=== Goal of the exercise ===
Filter the records below and copy out each line that contains the word "patterned".

=== Material shown ===
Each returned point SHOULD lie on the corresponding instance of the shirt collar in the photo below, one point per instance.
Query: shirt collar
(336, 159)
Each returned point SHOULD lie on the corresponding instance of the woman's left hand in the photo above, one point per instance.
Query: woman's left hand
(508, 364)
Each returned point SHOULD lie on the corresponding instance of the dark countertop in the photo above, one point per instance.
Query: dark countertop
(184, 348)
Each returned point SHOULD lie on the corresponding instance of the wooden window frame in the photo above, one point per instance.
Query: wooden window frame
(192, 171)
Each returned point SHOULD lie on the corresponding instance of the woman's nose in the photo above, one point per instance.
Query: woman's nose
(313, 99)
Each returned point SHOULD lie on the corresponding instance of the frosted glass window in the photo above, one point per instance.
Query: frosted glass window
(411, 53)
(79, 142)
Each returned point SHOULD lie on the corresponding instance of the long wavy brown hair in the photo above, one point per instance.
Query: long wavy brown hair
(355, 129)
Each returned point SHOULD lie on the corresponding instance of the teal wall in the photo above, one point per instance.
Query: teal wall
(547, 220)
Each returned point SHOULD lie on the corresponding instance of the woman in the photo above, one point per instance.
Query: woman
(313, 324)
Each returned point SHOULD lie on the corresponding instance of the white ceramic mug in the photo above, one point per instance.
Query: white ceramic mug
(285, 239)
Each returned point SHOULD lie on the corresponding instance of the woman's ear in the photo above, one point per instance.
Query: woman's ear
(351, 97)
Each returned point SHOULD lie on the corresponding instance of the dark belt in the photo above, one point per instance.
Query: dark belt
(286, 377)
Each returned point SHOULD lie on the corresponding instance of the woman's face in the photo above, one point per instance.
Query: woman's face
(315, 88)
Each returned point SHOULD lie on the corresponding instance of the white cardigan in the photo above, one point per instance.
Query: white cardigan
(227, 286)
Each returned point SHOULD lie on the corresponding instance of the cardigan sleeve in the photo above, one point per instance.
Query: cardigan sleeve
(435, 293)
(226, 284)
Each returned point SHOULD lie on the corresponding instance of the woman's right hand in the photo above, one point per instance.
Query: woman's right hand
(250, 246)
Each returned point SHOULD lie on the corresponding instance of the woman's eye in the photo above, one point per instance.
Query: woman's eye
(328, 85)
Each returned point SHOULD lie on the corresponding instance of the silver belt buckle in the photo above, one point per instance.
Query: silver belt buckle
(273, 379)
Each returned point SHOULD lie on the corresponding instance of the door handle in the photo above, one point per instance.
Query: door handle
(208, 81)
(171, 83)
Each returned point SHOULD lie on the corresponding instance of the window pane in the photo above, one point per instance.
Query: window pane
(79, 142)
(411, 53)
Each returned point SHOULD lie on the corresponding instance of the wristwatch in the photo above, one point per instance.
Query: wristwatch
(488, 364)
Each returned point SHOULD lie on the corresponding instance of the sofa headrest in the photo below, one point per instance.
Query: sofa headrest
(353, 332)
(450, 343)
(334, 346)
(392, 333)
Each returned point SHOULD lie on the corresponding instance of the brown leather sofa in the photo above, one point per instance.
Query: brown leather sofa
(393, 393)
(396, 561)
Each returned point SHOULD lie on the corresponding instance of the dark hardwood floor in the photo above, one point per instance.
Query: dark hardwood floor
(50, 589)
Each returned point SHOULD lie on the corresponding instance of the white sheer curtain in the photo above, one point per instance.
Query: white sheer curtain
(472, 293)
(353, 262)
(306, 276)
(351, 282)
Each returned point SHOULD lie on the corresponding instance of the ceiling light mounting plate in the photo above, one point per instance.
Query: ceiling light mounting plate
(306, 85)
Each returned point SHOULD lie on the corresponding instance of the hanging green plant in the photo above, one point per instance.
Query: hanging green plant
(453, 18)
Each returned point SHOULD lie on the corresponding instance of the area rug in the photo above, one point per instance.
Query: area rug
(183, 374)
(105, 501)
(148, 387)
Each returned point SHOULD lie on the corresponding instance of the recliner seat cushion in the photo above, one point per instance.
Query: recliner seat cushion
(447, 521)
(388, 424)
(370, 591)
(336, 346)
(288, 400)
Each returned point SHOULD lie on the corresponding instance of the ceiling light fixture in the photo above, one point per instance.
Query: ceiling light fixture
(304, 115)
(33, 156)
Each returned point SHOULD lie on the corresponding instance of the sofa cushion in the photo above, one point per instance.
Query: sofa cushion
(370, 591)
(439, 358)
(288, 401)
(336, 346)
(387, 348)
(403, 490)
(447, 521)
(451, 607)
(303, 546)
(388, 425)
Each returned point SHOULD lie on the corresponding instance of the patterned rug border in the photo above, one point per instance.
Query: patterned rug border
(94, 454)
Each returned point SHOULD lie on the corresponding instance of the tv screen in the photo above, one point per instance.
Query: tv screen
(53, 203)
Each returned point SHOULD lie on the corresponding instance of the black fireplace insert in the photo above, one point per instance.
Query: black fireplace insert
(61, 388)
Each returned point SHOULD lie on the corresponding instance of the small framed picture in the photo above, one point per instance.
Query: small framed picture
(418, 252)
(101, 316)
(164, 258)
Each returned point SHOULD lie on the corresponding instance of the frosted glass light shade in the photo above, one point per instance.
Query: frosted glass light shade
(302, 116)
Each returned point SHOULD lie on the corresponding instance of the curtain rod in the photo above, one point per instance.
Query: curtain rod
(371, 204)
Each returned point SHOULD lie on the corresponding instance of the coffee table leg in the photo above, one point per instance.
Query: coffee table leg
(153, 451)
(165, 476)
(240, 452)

==

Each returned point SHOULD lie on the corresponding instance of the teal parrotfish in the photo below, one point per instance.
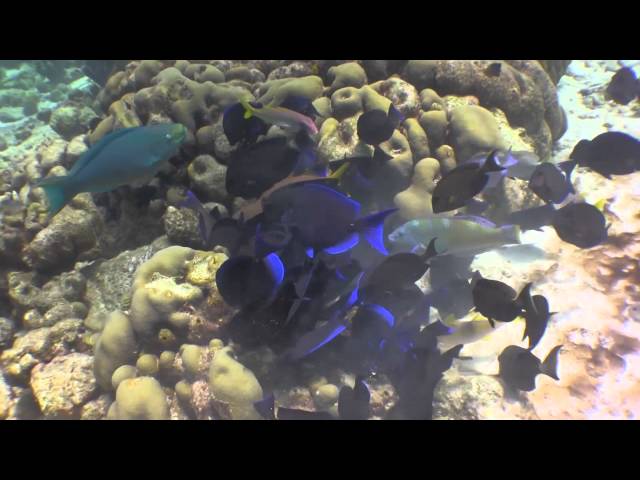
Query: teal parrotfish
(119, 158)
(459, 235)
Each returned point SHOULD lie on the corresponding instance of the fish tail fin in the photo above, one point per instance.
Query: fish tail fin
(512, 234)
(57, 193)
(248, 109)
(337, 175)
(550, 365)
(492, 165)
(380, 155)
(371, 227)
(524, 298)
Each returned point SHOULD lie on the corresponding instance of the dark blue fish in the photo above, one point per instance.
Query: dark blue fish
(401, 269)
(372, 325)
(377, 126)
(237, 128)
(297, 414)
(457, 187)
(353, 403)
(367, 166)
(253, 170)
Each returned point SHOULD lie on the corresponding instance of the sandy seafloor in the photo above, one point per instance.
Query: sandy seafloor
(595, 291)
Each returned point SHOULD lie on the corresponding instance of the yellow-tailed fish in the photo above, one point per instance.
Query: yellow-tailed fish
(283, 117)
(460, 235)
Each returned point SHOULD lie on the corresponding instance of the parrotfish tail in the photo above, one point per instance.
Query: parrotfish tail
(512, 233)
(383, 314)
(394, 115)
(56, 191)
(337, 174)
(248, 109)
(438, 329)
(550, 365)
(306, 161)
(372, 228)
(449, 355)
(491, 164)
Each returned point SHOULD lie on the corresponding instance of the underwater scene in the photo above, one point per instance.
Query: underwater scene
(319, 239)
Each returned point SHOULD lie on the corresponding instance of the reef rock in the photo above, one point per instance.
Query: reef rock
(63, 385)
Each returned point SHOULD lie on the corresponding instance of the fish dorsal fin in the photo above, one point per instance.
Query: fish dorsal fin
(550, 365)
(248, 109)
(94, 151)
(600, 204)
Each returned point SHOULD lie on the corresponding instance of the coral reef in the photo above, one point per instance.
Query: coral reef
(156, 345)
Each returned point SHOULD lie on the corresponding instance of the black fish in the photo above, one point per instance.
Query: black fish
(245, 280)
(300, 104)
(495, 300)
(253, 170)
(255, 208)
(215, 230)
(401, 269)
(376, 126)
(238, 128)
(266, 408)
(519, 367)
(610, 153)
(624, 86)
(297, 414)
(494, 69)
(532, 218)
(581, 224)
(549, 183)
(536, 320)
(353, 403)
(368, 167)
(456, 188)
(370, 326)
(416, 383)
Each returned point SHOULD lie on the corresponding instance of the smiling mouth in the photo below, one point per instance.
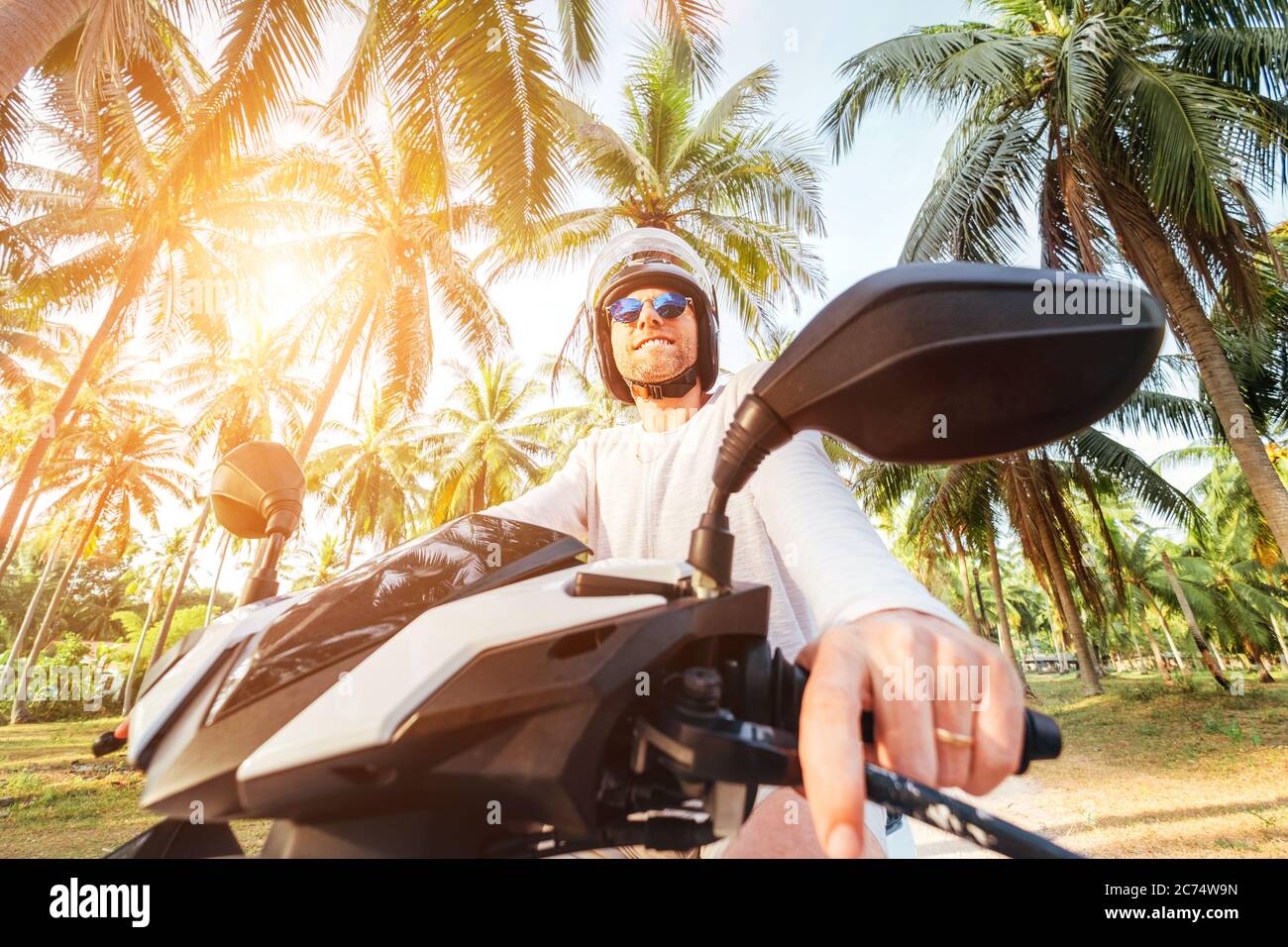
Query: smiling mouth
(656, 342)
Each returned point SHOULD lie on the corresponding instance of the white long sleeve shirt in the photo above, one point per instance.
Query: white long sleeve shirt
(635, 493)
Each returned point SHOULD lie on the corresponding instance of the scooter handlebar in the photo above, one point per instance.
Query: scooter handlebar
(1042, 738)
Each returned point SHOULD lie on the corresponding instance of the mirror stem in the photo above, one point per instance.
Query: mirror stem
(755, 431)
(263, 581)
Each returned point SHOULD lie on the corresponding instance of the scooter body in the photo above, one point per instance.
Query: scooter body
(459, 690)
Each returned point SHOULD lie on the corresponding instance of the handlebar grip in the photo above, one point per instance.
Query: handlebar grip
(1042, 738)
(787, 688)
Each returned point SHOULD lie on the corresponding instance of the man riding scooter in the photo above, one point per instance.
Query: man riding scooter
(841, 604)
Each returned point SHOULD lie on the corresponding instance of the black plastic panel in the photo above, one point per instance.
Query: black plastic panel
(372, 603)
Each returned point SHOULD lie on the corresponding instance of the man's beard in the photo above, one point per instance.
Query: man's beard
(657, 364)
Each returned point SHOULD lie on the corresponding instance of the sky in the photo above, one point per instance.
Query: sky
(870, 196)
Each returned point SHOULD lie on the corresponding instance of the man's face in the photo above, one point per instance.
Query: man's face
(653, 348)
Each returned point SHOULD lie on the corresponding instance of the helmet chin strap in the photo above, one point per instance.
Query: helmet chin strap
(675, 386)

=== Reply to the task ===
Each returned point SHOULD lie on the corresponding instance of the patterned rug border in the photo above, one point per instance.
Query: patterned rug border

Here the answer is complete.